§ **What is needed**
Your answer must be an exact copy of all the entries.

───── Records for the task ─────

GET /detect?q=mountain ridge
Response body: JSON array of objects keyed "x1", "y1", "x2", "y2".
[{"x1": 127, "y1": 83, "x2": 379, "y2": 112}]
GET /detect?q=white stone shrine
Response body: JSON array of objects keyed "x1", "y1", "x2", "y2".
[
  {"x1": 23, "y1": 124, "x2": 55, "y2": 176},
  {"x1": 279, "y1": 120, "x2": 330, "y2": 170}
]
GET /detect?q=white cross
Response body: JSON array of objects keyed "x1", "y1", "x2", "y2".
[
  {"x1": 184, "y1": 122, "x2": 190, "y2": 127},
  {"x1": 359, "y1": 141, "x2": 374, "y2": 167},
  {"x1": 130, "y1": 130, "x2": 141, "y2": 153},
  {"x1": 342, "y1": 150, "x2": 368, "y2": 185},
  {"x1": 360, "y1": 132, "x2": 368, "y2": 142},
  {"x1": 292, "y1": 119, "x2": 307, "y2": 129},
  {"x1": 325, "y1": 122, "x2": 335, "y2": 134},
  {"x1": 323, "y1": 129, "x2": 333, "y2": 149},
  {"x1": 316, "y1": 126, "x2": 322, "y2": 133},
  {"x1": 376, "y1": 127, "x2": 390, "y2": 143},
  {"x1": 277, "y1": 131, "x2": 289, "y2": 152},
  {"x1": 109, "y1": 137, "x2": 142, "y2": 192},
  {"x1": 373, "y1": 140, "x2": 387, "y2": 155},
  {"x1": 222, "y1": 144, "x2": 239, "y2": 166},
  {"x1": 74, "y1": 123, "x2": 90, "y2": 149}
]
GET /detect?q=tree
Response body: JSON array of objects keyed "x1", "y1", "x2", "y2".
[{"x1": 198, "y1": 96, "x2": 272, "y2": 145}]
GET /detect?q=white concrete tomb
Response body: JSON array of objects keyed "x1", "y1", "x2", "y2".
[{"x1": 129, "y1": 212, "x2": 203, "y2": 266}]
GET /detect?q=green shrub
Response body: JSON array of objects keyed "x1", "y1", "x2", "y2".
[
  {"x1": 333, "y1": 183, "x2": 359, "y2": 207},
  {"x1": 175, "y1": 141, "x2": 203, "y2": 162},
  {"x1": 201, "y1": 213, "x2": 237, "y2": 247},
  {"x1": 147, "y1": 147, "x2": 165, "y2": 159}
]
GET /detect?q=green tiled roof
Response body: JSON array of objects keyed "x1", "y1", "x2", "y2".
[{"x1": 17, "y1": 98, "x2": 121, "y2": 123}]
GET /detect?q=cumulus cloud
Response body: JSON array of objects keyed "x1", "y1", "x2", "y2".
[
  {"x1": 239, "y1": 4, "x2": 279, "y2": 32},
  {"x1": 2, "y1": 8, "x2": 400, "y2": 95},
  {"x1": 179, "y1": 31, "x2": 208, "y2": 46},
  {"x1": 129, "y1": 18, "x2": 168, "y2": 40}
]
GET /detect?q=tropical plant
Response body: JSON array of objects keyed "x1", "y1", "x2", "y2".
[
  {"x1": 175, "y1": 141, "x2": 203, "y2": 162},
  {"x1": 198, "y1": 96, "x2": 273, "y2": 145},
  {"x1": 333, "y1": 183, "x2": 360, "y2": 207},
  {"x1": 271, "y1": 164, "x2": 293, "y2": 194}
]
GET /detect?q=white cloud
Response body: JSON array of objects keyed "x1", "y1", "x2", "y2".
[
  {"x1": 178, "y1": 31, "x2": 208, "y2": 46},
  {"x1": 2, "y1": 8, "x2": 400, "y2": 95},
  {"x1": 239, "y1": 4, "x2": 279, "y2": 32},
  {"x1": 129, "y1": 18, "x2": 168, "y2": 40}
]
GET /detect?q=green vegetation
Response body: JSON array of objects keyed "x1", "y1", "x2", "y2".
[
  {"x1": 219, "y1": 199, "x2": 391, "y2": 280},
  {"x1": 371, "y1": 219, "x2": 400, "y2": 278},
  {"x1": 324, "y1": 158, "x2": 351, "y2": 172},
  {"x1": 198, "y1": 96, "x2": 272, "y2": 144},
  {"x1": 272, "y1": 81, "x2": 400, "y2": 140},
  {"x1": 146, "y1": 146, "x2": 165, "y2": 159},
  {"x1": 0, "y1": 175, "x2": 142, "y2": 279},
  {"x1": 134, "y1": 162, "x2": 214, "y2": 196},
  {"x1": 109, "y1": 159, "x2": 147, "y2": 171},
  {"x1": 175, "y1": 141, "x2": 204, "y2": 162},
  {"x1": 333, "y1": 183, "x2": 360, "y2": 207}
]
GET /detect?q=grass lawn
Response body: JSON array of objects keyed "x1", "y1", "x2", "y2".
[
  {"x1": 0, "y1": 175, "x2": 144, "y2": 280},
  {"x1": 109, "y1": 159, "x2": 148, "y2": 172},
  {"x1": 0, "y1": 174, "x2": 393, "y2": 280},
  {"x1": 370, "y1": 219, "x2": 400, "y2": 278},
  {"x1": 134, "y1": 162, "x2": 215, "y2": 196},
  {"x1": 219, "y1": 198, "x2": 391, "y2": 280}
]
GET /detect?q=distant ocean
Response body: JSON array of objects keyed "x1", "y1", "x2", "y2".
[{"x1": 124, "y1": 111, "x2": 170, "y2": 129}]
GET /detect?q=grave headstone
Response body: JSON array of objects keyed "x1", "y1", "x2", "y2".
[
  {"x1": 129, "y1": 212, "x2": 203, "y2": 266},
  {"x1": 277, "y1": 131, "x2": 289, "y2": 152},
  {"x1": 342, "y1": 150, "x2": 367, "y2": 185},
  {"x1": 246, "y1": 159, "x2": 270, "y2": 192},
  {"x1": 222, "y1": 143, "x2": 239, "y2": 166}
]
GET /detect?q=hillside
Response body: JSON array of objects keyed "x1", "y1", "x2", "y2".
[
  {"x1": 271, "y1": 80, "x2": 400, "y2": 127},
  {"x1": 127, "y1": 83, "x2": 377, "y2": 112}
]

─────

§ **Output**
GET /detect?q=mountain ridge
Response body: JSON array of objects keyed "x1", "y1", "x2", "y2".
[{"x1": 127, "y1": 83, "x2": 379, "y2": 112}]
GET /detect?q=white stone shrine
Response body: JSON array of objects keyed "x1", "y1", "x2", "y2".
[
  {"x1": 23, "y1": 124, "x2": 55, "y2": 176},
  {"x1": 279, "y1": 120, "x2": 330, "y2": 170}
]
GET /detect?q=white cross
Response body: JSON array of objects keyed "x1", "y1", "x2", "y2".
[
  {"x1": 184, "y1": 122, "x2": 190, "y2": 127},
  {"x1": 359, "y1": 141, "x2": 374, "y2": 167},
  {"x1": 130, "y1": 130, "x2": 141, "y2": 153},
  {"x1": 342, "y1": 150, "x2": 368, "y2": 185},
  {"x1": 360, "y1": 132, "x2": 368, "y2": 142},
  {"x1": 292, "y1": 119, "x2": 307, "y2": 129},
  {"x1": 325, "y1": 122, "x2": 335, "y2": 134},
  {"x1": 323, "y1": 129, "x2": 333, "y2": 149},
  {"x1": 316, "y1": 126, "x2": 322, "y2": 133},
  {"x1": 376, "y1": 127, "x2": 390, "y2": 143},
  {"x1": 277, "y1": 131, "x2": 289, "y2": 152},
  {"x1": 109, "y1": 137, "x2": 142, "y2": 192},
  {"x1": 373, "y1": 140, "x2": 387, "y2": 155},
  {"x1": 222, "y1": 144, "x2": 239, "y2": 166},
  {"x1": 74, "y1": 123, "x2": 90, "y2": 149}
]
GET /detect?q=tree
Response body: JSON array of objects keyed "x1", "y1", "x2", "y2".
[{"x1": 198, "y1": 96, "x2": 272, "y2": 145}]
GET /detect?q=white concrete tomb
Response body: JSON array of objects keyed "x1", "y1", "x2", "y2".
[{"x1": 129, "y1": 212, "x2": 203, "y2": 266}]
GET /detect?q=green shrub
Response body: JSON array of objects keyed "x1", "y1", "x2", "y2".
[
  {"x1": 333, "y1": 183, "x2": 359, "y2": 207},
  {"x1": 175, "y1": 141, "x2": 203, "y2": 162},
  {"x1": 201, "y1": 213, "x2": 237, "y2": 247},
  {"x1": 147, "y1": 147, "x2": 165, "y2": 159}
]
GET /detect?q=green tiled roof
Response body: JSON array of objects keyed "x1", "y1", "x2", "y2".
[{"x1": 17, "y1": 98, "x2": 121, "y2": 123}]
GET /detect?q=cumulus cloud
Response body: JSON array of objects keyed "x1", "y1", "x2", "y2".
[
  {"x1": 239, "y1": 4, "x2": 279, "y2": 32},
  {"x1": 2, "y1": 8, "x2": 400, "y2": 95},
  {"x1": 179, "y1": 31, "x2": 208, "y2": 46},
  {"x1": 129, "y1": 18, "x2": 168, "y2": 40}
]
GET /detect?q=tropical plant
Response body: JSON array of objects keyed "x1", "y1", "x2", "y2".
[
  {"x1": 175, "y1": 141, "x2": 203, "y2": 162},
  {"x1": 198, "y1": 96, "x2": 273, "y2": 145},
  {"x1": 333, "y1": 183, "x2": 360, "y2": 207},
  {"x1": 271, "y1": 164, "x2": 293, "y2": 194}
]
GET /detect?q=white cloud
Response body: JSON array of objects keyed "x1", "y1", "x2", "y2".
[
  {"x1": 178, "y1": 31, "x2": 208, "y2": 46},
  {"x1": 2, "y1": 8, "x2": 400, "y2": 95},
  {"x1": 239, "y1": 4, "x2": 279, "y2": 32},
  {"x1": 129, "y1": 18, "x2": 168, "y2": 40}
]
GET /detect?q=green vegetation
Response body: JSON array of objects keyed "x1", "y1", "x2", "y2".
[
  {"x1": 219, "y1": 199, "x2": 391, "y2": 280},
  {"x1": 371, "y1": 219, "x2": 400, "y2": 278},
  {"x1": 324, "y1": 158, "x2": 351, "y2": 172},
  {"x1": 198, "y1": 96, "x2": 272, "y2": 144},
  {"x1": 272, "y1": 81, "x2": 400, "y2": 140},
  {"x1": 146, "y1": 146, "x2": 165, "y2": 159},
  {"x1": 0, "y1": 175, "x2": 142, "y2": 279},
  {"x1": 134, "y1": 162, "x2": 214, "y2": 196},
  {"x1": 109, "y1": 159, "x2": 147, "y2": 171},
  {"x1": 175, "y1": 141, "x2": 204, "y2": 162},
  {"x1": 333, "y1": 183, "x2": 360, "y2": 207}
]
GET /detect?q=grass lawn
Response body: JSON array of objects keyed "x1", "y1", "x2", "y2".
[
  {"x1": 0, "y1": 175, "x2": 144, "y2": 280},
  {"x1": 109, "y1": 159, "x2": 148, "y2": 172},
  {"x1": 0, "y1": 174, "x2": 393, "y2": 280},
  {"x1": 370, "y1": 219, "x2": 400, "y2": 278},
  {"x1": 134, "y1": 162, "x2": 215, "y2": 196},
  {"x1": 219, "y1": 198, "x2": 391, "y2": 280}
]
GET /detect?q=distant ocean
Response body: JSON array of objects keyed "x1", "y1", "x2", "y2".
[{"x1": 124, "y1": 111, "x2": 170, "y2": 129}]
GET /detect?q=grave headstone
Response body: JSON array of objects keyed "x1", "y1", "x2", "y2".
[
  {"x1": 129, "y1": 212, "x2": 203, "y2": 266},
  {"x1": 277, "y1": 131, "x2": 289, "y2": 152},
  {"x1": 342, "y1": 150, "x2": 367, "y2": 185},
  {"x1": 246, "y1": 159, "x2": 270, "y2": 192},
  {"x1": 222, "y1": 143, "x2": 239, "y2": 166}
]
GET /detect?q=hillside
Response body: JSON array of objects keyed "x1", "y1", "x2", "y2".
[
  {"x1": 271, "y1": 80, "x2": 400, "y2": 127},
  {"x1": 127, "y1": 83, "x2": 377, "y2": 112}
]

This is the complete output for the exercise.